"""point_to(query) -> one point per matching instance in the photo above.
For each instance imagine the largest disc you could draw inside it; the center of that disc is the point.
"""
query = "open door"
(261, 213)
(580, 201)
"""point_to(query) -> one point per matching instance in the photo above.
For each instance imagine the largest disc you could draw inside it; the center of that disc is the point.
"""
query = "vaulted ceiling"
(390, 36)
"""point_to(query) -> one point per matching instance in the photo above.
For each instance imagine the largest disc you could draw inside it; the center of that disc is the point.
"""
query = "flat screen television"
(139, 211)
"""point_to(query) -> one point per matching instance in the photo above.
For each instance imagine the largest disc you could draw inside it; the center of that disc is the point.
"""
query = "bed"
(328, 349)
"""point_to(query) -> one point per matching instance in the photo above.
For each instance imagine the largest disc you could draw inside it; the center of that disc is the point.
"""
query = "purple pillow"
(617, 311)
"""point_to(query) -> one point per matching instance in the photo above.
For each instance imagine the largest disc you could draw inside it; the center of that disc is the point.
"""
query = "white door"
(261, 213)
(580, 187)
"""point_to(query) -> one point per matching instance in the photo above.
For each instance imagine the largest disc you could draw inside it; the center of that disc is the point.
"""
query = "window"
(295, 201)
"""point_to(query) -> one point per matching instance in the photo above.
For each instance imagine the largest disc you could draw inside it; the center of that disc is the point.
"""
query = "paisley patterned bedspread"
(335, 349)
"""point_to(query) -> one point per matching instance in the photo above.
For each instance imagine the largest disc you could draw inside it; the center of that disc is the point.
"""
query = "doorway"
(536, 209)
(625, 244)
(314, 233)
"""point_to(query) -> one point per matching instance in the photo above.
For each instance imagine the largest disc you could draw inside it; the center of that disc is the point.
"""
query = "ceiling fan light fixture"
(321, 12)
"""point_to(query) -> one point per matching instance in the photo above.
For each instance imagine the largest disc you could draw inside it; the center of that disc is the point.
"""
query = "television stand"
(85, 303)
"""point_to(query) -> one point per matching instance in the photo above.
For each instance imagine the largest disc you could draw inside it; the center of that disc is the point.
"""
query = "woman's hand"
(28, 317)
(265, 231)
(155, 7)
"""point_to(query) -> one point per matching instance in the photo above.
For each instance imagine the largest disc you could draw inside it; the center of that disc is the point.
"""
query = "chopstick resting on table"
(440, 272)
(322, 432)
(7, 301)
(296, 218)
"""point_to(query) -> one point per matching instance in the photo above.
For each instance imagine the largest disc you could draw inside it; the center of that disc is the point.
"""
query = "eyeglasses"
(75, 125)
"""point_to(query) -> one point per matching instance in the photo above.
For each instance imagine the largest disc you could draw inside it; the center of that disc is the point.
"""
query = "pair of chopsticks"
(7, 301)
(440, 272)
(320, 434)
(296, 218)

------------------------------

Exercise details: Every line of the data above should be copied exactly.

Correct output:
"""point_to(query) -> one point per matching instance in the photo above.
For each instance imagine the largest disc you could draw inside it; the center of that disc is the point.
"""
query = "open door"
(261, 213)
(580, 201)
"""point_to(query) -> one point per matching instance in the photo above.
For each instance imagine the largest disc you could draw inside it; the center of that disc is the point.
"""
query = "vaulted ceiling"
(390, 36)
"""point_to(query) -> one point per matching instance in the photo above.
For each instance imagine the largest disc you could draw inside it; the center of that disc is the point.
"""
query = "flat screen television"
(139, 211)
"""point_to(query) -> one point per matching instance in the photo above.
For each instance imagine the largest disc you could draw inside it; the center of that disc is the point.
"""
query = "bed"
(328, 349)
"""point_to(query) -> one point per matching instance in the photo above.
For each instance imagine the largest disc you could draw inside it; the center of that disc is the point.
"""
query = "purple pillow"
(617, 311)
"""point_to(query) -> one point per matching instance in the photo above.
For each instance imagine the largest disc you could draw inside it; the center of that disc is the point.
"""
query = "white door"
(261, 213)
(580, 187)
"""point_to(query) -> one point per matching instance in the photo above.
For each instance imagine the largest disc you could draw inside it; the center of that disc is the point.
"""
query = "window"
(295, 201)
"""point_to(query) -> one point per matching instance in the photo above.
For each instance imagine the largest disc you could draw inside it; the center of that disc is the point.
"""
query = "paisley patterned bedspread"
(335, 349)
"""point_to(query) -> one point per matching instance in the photo above.
For each instance imagine the largest disc you could draw inside it; the center of that disc is the point.
"""
query = "doorway"
(536, 209)
(625, 244)
(314, 233)
"""point_to(query) -> one point per matching instance in the photo above.
For each instance imagine the largest disc you could draw inside it; the center of that disc is the point.
"""
query = "ceiling fan light fixture"
(321, 12)
"""point_to(query) -> one point per matching instance in the photo above.
For each instance imagine the largest disc you could draw inside it; the center of that disc is the point.
"""
query = "television stand"
(85, 303)
"""point_to(query) -> one point per matching instance in the photo above.
For each instance imagine the largest disc you could draw inside it; the center of that disc is the point.
"""
query = "woman's hand"
(28, 317)
(265, 231)
(155, 7)
"""point_to(query) -> one point per matching instance in the photo above.
For each instance imagine the largest disc you could draw inside it; the center of that disc is the point.
"""
query = "chopstick resting on table"
(440, 272)
(322, 432)
(7, 301)
(296, 218)
"""point_to(query) -> one point per matching instance in the photo above.
For each instance imagine the largest disc you could draw inside it; the center of that disc is the point.
"""
query = "eyeglasses"
(75, 125)
"""point_to(query) -> one point per matching instance in the photo above.
For each instance imagine the largest disc you could draw inside it; the center of that disc is the point.
"""
query = "pair of chopsticks"
(7, 301)
(440, 272)
(320, 434)
(296, 218)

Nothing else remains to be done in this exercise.